(A block of data)
• • • • • • •
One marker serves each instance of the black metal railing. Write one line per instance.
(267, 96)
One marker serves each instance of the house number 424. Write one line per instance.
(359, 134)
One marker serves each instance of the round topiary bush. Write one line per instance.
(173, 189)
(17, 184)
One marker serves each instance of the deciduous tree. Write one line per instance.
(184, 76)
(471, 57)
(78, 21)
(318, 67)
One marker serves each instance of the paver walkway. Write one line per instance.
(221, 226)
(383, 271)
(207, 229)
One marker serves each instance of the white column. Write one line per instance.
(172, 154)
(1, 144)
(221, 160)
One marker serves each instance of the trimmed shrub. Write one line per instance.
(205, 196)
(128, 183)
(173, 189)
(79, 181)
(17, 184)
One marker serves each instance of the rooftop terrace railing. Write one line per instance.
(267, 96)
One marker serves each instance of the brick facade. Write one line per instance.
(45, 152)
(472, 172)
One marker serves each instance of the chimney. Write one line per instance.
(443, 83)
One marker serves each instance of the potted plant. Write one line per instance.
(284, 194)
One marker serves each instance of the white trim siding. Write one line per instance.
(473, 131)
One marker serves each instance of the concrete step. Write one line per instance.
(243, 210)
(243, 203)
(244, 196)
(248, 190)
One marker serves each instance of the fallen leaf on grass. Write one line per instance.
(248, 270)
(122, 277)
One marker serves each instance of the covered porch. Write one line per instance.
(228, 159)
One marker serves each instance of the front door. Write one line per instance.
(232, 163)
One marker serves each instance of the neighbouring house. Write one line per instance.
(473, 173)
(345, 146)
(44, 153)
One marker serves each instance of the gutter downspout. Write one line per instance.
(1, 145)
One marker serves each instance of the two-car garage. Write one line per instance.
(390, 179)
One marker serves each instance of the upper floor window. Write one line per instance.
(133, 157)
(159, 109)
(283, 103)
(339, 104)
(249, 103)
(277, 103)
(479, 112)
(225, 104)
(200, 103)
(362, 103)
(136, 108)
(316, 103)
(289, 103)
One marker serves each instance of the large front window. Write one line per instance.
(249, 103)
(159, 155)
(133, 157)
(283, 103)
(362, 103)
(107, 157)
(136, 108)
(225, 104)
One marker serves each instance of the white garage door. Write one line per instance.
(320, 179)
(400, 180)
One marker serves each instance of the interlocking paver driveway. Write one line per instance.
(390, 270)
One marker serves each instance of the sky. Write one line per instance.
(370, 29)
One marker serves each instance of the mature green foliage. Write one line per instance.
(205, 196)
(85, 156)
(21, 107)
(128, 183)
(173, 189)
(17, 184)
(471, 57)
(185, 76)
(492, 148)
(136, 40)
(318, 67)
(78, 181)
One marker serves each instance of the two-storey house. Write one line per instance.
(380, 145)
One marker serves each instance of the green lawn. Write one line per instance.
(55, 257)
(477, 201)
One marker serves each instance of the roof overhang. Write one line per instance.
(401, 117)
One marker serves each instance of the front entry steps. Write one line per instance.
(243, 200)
• • • • • • •
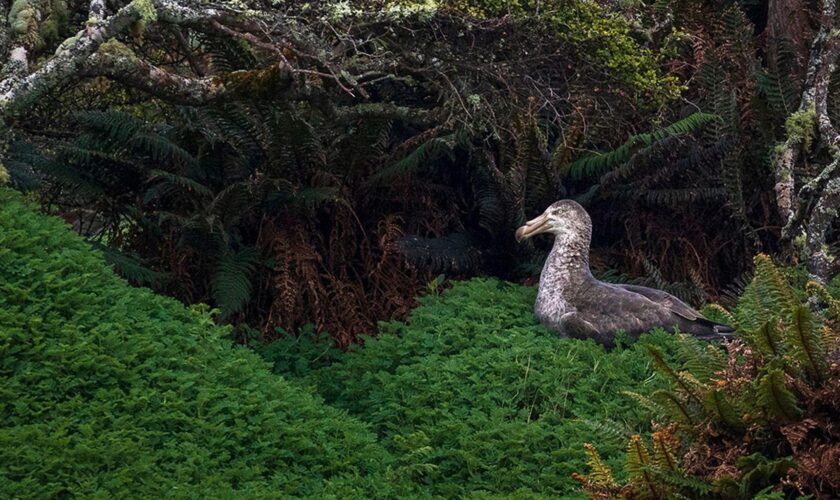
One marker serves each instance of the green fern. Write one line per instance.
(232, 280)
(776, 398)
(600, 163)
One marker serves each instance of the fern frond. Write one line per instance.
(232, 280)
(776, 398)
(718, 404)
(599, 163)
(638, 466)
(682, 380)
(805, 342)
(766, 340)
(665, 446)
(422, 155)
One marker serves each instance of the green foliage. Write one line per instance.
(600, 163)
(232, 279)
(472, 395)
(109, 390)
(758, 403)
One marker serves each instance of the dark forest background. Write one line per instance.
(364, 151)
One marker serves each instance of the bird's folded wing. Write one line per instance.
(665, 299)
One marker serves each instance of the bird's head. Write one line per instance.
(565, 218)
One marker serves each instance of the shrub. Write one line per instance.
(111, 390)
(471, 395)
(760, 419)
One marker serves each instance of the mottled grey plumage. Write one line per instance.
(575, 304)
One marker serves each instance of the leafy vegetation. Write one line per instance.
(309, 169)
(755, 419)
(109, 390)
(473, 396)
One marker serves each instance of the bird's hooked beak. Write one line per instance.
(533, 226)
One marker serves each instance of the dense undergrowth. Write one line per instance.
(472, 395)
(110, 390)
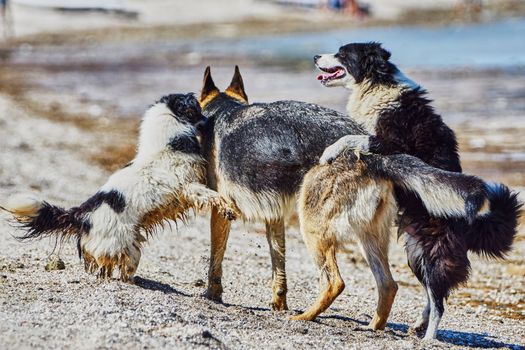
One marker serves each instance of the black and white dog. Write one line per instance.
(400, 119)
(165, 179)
• • • • • • •
▶ **YOUR GOAL**: Collect every line of the records above that contains the word "house". Matches must agree in letter case.

▶ **EXERCISE ANSWER**:
One marker serves each instance of the house number 424. Write one line per instance.
One marker serves each instance of the neighbouring house. Write one line per instance.
One marker serves each instance of the two-storey house. Write one line per instance.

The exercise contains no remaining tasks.